== GIVEN PASSAGE ==
Start of Block
Daria Brigitte Neidre, Ph.D. The University of Texas at Austin, May, 2010

Supervisor: Roger P. Farrar

Concentrated bone marrow containing mesenchymal stem cells (BMSCs) in combination with osteoconductive scaffolds has been used in orthopaedics to replace the need for iliac crest bone grafts. Autologous BMSC volume is limited, but adipose tissue represents a large reservoir of stem cells; adipose derived stem cells (ADSCs). To test these cells, a large animal model using goats was selected due to their similarities to humans in loading conditions of the spine, trabecular bone structure of the vertebrae, and their common use in testing orthopaedic therapies as a clinically relevant model. The aim of this study is to characterize cell surface markers of the isolated cells through flow cytometry, compare goat BMSCs and ADSCs using multilineage differentiation into the osteogenic and adipogenic lineages, and utilize them in a “Point-of-Care” non-instrumented posterolateral lumbar spinal fusion.

Both BMSCs and ADSCs were confirmed as stem cells through lack of expression of markers CD34, CD45, CD90, and CD105, which is supported by literature.  Both cell types also differentiated into both the adipogenic and osteogenic lineages.  Although we had positive in vitro results, we had limited in vivo results.  There were no differences between BMSCs, ADSCs and control implantation in identifiable spinal fusion at 3 or 6 months through radiographs or CT scans.  Additionally, there were no differences between groups at 6 months in biomechanical testing, histology and microradiographs.
End of Block
== TASK 1 ==
According to the stem cell spinal fusion abstract, why were goats chosen as the large animal model?
== TASK 2 ==
Extend the abstract on goat stem cells in spinal fusion past its final sentence.

== RAW DATA ==
Start of Block
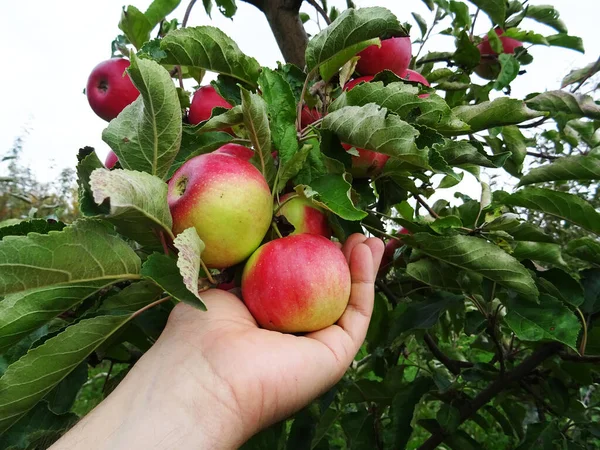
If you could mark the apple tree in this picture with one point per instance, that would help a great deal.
(486, 328)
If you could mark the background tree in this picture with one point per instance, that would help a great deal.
(486, 330)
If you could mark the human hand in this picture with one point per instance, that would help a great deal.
(218, 378)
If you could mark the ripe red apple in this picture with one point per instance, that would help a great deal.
(489, 67)
(304, 216)
(111, 160)
(109, 89)
(227, 200)
(394, 54)
(297, 284)
(350, 84)
(205, 99)
(308, 116)
(367, 163)
(388, 254)
(236, 150)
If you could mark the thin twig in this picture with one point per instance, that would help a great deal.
(187, 13)
(320, 10)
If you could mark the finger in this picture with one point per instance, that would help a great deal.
(352, 242)
(377, 248)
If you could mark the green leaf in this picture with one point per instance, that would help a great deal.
(131, 298)
(565, 168)
(566, 41)
(496, 10)
(585, 248)
(40, 226)
(210, 49)
(135, 25)
(499, 112)
(29, 379)
(575, 105)
(560, 204)
(539, 251)
(256, 121)
(332, 192)
(351, 32)
(368, 127)
(281, 106)
(548, 320)
(403, 407)
(147, 134)
(547, 15)
(190, 248)
(159, 9)
(402, 99)
(434, 273)
(164, 271)
(476, 255)
(138, 204)
(38, 261)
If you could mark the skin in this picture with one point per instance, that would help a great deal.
(220, 361)
(236, 150)
(109, 89)
(304, 216)
(394, 54)
(227, 200)
(296, 284)
(205, 99)
(111, 160)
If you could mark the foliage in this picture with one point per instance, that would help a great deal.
(486, 328)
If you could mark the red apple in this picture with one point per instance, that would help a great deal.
(367, 163)
(236, 150)
(489, 67)
(308, 116)
(205, 99)
(297, 284)
(227, 200)
(304, 216)
(394, 54)
(109, 89)
(350, 84)
(111, 160)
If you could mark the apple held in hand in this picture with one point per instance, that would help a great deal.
(297, 284)
(227, 200)
(109, 89)
(394, 54)
(304, 216)
(489, 67)
(205, 99)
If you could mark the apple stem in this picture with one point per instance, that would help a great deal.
(291, 197)
(207, 272)
(274, 226)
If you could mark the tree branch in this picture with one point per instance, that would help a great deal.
(453, 365)
(503, 382)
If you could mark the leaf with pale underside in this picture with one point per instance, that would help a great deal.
(38, 261)
(368, 127)
(146, 135)
(210, 49)
(560, 204)
(476, 255)
(499, 112)
(138, 204)
(565, 168)
(351, 32)
(190, 248)
(551, 320)
(256, 121)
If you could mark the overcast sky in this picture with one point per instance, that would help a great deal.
(50, 47)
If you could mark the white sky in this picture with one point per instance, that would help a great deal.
(50, 47)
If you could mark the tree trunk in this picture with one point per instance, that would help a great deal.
(284, 18)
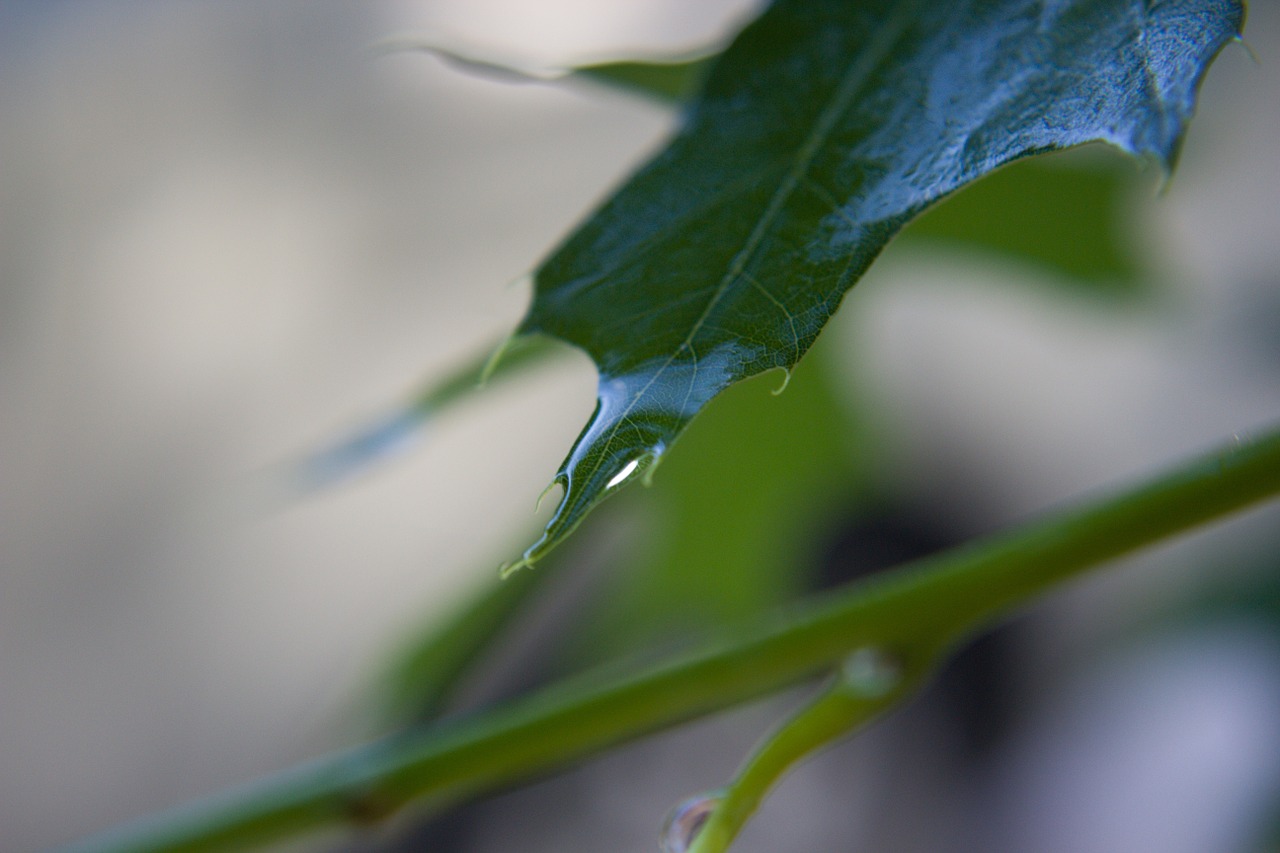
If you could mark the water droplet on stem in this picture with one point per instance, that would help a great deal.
(685, 821)
(872, 673)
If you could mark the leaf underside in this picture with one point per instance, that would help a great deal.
(819, 132)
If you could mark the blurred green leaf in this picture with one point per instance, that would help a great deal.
(737, 514)
(1063, 217)
(666, 81)
(823, 129)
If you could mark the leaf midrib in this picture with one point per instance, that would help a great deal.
(850, 83)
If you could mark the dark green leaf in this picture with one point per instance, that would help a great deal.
(734, 520)
(821, 132)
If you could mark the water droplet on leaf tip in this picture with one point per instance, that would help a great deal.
(872, 671)
(685, 821)
(627, 470)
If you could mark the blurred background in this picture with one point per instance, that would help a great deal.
(233, 233)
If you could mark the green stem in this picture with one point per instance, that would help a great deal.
(849, 703)
(923, 603)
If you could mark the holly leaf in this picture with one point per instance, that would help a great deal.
(819, 132)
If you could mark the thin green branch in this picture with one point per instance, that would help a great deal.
(926, 605)
(869, 683)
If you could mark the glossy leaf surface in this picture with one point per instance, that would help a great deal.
(821, 131)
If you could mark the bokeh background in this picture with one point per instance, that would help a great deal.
(232, 233)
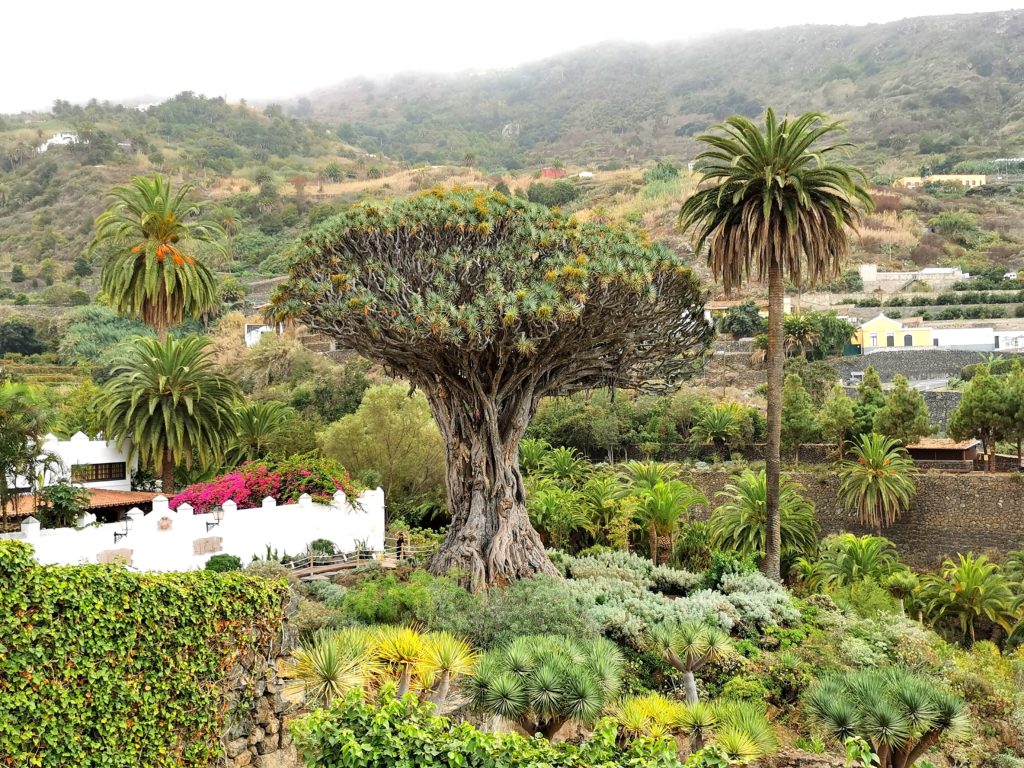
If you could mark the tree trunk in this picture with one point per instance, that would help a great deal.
(690, 686)
(167, 473)
(771, 564)
(489, 541)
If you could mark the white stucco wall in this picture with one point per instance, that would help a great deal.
(244, 532)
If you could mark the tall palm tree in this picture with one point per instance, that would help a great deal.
(774, 205)
(169, 400)
(151, 274)
(877, 480)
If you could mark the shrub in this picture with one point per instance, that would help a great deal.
(358, 734)
(86, 677)
(223, 563)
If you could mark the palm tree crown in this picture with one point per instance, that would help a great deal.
(170, 401)
(776, 206)
(150, 274)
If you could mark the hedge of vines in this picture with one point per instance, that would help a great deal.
(108, 668)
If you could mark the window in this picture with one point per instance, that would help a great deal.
(98, 472)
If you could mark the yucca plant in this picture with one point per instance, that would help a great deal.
(740, 522)
(662, 508)
(333, 664)
(543, 682)
(966, 591)
(901, 715)
(877, 480)
(688, 646)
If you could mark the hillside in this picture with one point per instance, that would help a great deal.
(940, 89)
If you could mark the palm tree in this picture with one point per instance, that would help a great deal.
(660, 508)
(776, 206)
(169, 400)
(877, 480)
(740, 523)
(151, 274)
(688, 646)
(258, 425)
(966, 591)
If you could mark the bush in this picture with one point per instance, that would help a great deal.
(87, 678)
(404, 731)
(223, 563)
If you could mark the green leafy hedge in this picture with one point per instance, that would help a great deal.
(103, 667)
(356, 734)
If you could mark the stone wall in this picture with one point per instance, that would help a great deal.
(977, 512)
(913, 364)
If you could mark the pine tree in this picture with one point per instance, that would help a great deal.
(799, 424)
(869, 400)
(904, 416)
(837, 419)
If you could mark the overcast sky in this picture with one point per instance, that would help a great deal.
(283, 48)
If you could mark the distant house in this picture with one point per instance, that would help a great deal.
(58, 139)
(967, 179)
(552, 172)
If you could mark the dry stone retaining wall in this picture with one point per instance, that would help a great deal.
(951, 513)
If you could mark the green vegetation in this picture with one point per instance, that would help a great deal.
(111, 691)
(775, 209)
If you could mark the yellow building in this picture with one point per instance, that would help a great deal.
(967, 179)
(883, 332)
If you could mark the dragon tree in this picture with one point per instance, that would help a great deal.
(487, 304)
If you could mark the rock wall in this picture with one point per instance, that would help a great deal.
(950, 513)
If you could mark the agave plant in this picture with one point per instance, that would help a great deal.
(662, 507)
(739, 522)
(543, 682)
(334, 664)
(901, 715)
(967, 590)
(688, 646)
(878, 480)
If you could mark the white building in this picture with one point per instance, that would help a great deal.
(58, 139)
(93, 464)
(168, 540)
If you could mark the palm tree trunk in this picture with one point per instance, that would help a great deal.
(771, 565)
(690, 686)
(167, 473)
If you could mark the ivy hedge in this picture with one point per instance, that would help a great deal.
(108, 668)
(353, 733)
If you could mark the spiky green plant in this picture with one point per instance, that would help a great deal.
(333, 664)
(170, 401)
(740, 523)
(877, 480)
(660, 509)
(543, 682)
(774, 205)
(966, 591)
(688, 647)
(151, 273)
(900, 714)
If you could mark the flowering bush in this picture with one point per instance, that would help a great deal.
(284, 480)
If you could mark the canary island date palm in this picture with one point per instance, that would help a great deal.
(902, 715)
(773, 204)
(878, 480)
(487, 304)
(152, 272)
(168, 398)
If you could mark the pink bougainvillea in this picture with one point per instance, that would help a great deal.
(284, 480)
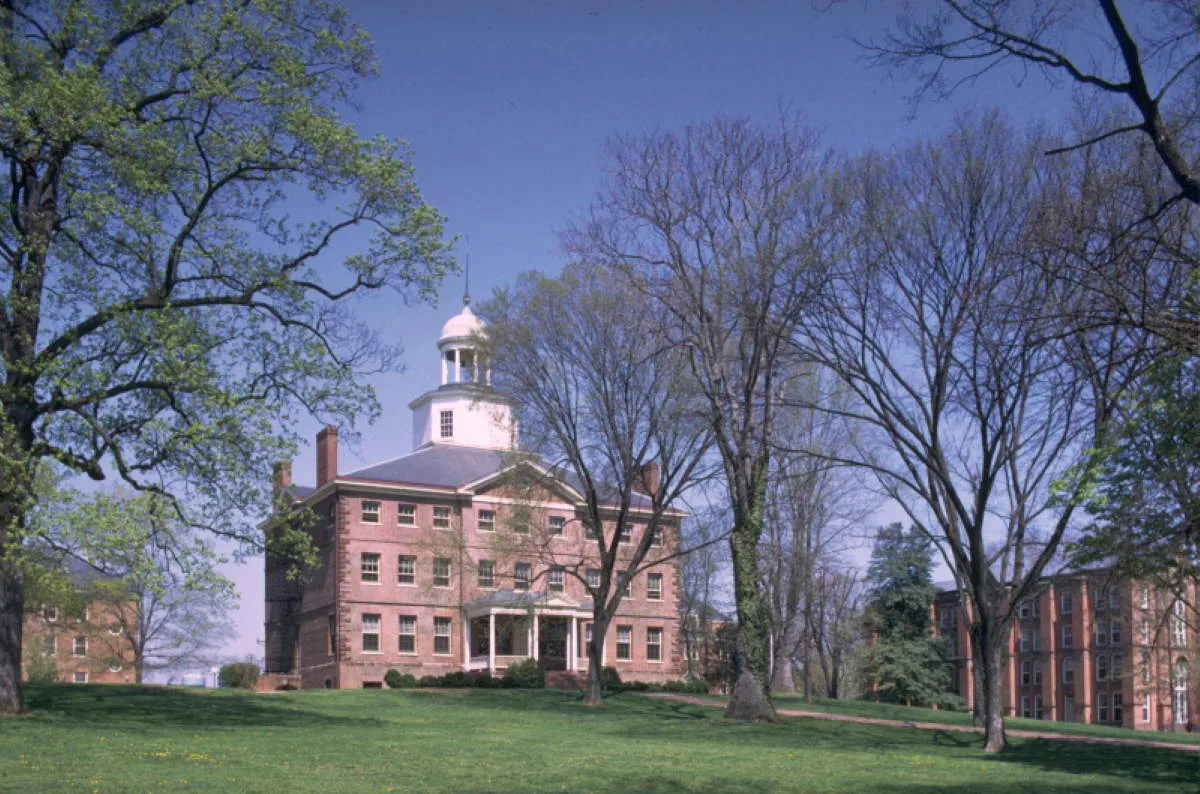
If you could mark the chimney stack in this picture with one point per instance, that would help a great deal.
End of Block
== ANSWER 1 ==
Goats resemble humans in the loading conditions of the spine and the trabecular bone structure of the vertebrae, and they are commonly used as a clinically relevant model for testing orthopaedic therapies.

== ANSWER 2 ==
Although our in vivo results were lacking in demonstrating fusion at 6 months, this study is the first of it’s kind to investigate a large animal model comparison of BMSCs and ADSCs in spinal fusion and demonstrated that “Point-of-Care” stem cells derived from either bone marrow or adipose tissue demonstrated the potential for bone formation. The in vivo results suggests that this model can be used for stem cell research in orthopaedics, but further research needs to be performed to determine their use, proper scaffold and potential osteoinductive materials needed for solid fusion results in the in vivo model.